Task instructions.
The records below hold pictures; please leave those out and retype the rest exactly.

start Provided entries

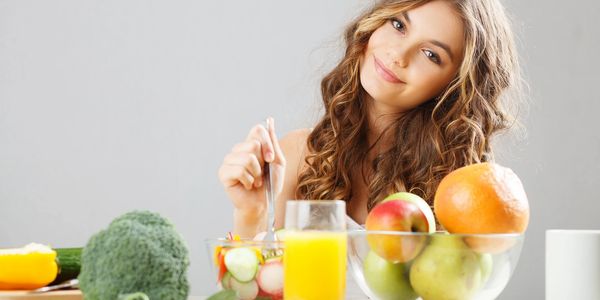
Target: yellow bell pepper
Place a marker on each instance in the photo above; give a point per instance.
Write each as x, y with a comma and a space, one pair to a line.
30, 267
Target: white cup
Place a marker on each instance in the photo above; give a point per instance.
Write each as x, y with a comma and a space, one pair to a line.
572, 264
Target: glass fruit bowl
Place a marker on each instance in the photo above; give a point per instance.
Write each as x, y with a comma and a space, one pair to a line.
407, 265
246, 269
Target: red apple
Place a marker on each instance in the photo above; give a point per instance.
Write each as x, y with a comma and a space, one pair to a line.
404, 213
420, 202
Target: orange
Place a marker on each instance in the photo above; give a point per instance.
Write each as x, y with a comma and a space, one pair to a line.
480, 199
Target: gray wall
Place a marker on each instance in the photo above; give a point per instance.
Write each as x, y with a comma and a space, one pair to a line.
107, 106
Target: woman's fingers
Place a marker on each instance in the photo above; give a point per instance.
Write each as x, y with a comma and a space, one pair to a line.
260, 133
249, 162
231, 175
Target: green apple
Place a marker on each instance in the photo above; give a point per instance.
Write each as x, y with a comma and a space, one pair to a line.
387, 280
446, 269
420, 202
487, 262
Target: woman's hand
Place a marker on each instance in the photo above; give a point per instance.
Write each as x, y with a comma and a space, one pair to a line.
242, 176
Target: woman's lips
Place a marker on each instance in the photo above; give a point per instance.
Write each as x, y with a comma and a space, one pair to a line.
386, 74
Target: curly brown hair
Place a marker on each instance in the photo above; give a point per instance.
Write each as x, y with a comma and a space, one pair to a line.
445, 133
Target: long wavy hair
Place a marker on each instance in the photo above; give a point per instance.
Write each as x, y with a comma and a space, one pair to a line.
445, 133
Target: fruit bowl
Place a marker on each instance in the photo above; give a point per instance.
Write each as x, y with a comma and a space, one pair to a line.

end Provided entries

Solution.
Target: yellow bell pepper
Place a marker on each instance in the photo above; give a point per instance.
Write each as x, y with a comma and a space, one pair to a line.
30, 267
Target: white cup
Place a marker on each instance in the photo above; give a point per instance.
Write each as x, y with a comma and a space, one pair to a line.
572, 264
Target: glass fruit bowl
Place a marker on each instance in the photo above; give a point per instance.
Write each as x, y with a comma and a space, one pair to a line.
407, 265
246, 269
Target: red apple
Place a marker on each instance in the photo above; give a point per instance.
Write each as x, y with a comma and a space, one pair to a line.
404, 213
420, 202
Target: orange
Place a marker on each instance in the photo above; give a point per instance.
Write each as x, y with a comma and a space, one pair to a line.
480, 199
Target: gray wall
Place a marker on each instance in the photo above; give a point per instance.
Write each as x, y with a comma and a space, one pair to a line.
107, 106
Target: woman's fingers
Place a marker on each instance in the photo above; give a point per instance.
Write each as x, y with a comma and a space, one pair to a line.
260, 133
249, 162
231, 175
Target: green apple
Place a marker on each instance in the photo above; give a point per instance.
Write each as x, y with a comma and a space, one pair to a line.
387, 280
446, 269
420, 202
487, 262
Target: woman's hand
Place a marker on each instance in the photo above; give a point per instance.
Write each as x, y with a comma and a space, one pair to a line.
242, 176
Target: woman's lips
Place a marker on each instance in the photo above; give a point per instance.
Write each as x, y with a comma and a space, one pair to a line.
386, 74
Target: curly brown hair
Place a marker on each instance in the photo above; give a point per instance.
Write each as x, y with a comma and a space, one pair to a line.
445, 133
Target: long wavy hair
Place a marker on each instance in the photo above; give a point per instance.
Write each as x, y with a comma and a space, one pair to a line.
445, 133
Target: fruit bowl
Place a marker on each instance in the photo above; give a point per instance.
Write each as x, y with a comma and a space, one pair to a line.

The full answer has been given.